| Provided data |
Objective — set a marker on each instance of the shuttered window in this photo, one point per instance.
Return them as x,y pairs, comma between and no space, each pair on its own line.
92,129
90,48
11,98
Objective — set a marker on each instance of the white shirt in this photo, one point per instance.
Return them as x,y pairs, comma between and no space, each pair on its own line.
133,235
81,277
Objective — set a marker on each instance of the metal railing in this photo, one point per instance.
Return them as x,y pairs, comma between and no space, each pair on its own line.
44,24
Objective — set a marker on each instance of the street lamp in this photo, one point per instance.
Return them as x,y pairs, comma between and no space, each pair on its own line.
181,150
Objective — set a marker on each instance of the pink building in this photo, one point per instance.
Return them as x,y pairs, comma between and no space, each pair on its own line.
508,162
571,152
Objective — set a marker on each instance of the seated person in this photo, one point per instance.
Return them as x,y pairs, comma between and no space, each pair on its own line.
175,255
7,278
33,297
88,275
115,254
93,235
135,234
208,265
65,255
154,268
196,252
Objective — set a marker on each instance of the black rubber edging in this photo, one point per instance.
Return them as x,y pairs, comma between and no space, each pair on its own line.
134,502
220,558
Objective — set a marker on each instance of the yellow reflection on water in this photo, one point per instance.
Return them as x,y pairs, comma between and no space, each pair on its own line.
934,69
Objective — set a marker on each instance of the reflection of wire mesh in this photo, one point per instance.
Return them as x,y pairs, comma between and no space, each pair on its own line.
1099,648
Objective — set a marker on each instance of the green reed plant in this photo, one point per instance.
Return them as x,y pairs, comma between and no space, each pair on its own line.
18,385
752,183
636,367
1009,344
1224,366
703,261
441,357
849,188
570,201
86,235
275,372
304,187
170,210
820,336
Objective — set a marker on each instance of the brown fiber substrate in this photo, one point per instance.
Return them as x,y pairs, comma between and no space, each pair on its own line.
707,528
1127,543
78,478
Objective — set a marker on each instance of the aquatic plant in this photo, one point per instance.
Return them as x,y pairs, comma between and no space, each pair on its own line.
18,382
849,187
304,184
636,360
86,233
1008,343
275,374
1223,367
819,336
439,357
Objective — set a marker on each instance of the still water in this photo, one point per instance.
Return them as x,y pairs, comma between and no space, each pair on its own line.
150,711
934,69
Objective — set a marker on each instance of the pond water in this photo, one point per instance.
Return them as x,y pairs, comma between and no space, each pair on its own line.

| Directions for this task |
Reproduce all of the records above, changing each occurrence of "marker" to "pin" and leaving every other part as it is.

| Solved exercise |
Objective — set a pin on each instance of the shuttered window in this photo, one point per instance.
Return them as x,y pairs, comma between and no space, each pair on its own line.
92,129
90,48
11,98
Objective — set a pin on each instance of the white shirt in this photo, one point per instance.
Return them as x,y pairs, comma between and no space, each pair on its own line.
133,235
81,277
Objective — set a pin on each instance of the metal railing in this photo, one point per instance.
Return them as x,y pairs, comma between and no space, each pair on its own line.
44,24
Objective — set a pin on each instance of the street lamp in this photo, one point per instance.
Return them as x,y pairs, comma between and no space, each pair on its own line.
181,150
Objective — set a pin on each instance of the pink building in this photo, one point per instance.
Return them as x,y pairs, comma between and no space, each pair on its own line.
508,162
571,152
Objective — set a pin on each instance of the seated person in this photo, one point per instance.
Return them as x,y pairs, comma between and no space, each pair on its own line.
175,255
7,278
33,297
88,275
115,254
93,235
135,234
208,265
65,255
154,268
196,252
Objective — set a pin on each instance of the black rubber edging in this photo, one point per instance.
Return them as x,y pairs, comma between and no space, each pair on its own line.
134,502
220,558
Objective — set a pin on each instance of the yellow reflection on water in this photo, one point per instance.
Return them as x,y pairs, comma between and no space, each pair on its own line.
934,69
Objective — set a pin on each instance of the reflection of wire mesh in this photo, one point per instance.
Return them as x,y pairs, comma between and no space, each pair on its own line.
1099,648
Objective — set a pin on each instance of the green reed plant in this photo, one point per instance.
Return them as x,y pairs, comma between and no space, each pair on its own line.
18,385
752,183
636,367
1009,344
1224,366
703,261
441,357
849,188
570,201
86,235
275,372
304,187
170,210
820,336
Objective — set a pin on each instance of the brown fiber substrate in this photo, one point per instance.
Return them as x,y pairs, comma between and no space, each pair on its own line.
707,528
1127,543
78,478
Objective — set a pin on each instance of the aquatic plant in this photo, one point per instance.
Return them as x,y pairs, comma between and no space, each pair on its own line.
18,382
849,187
304,184
636,360
86,233
1008,343
275,374
1223,367
819,336
439,357
Objective — set a pin on each instance of the still water in this photo, one point per instance.
Return them as x,y pairs, comma between and no space, each pair on its own line.
150,711
934,69
Objective — set a pin on each instance of the pond water in this photo, one point per instance.
Return them as x,y pairs, comma between and no space, each pair on its own line.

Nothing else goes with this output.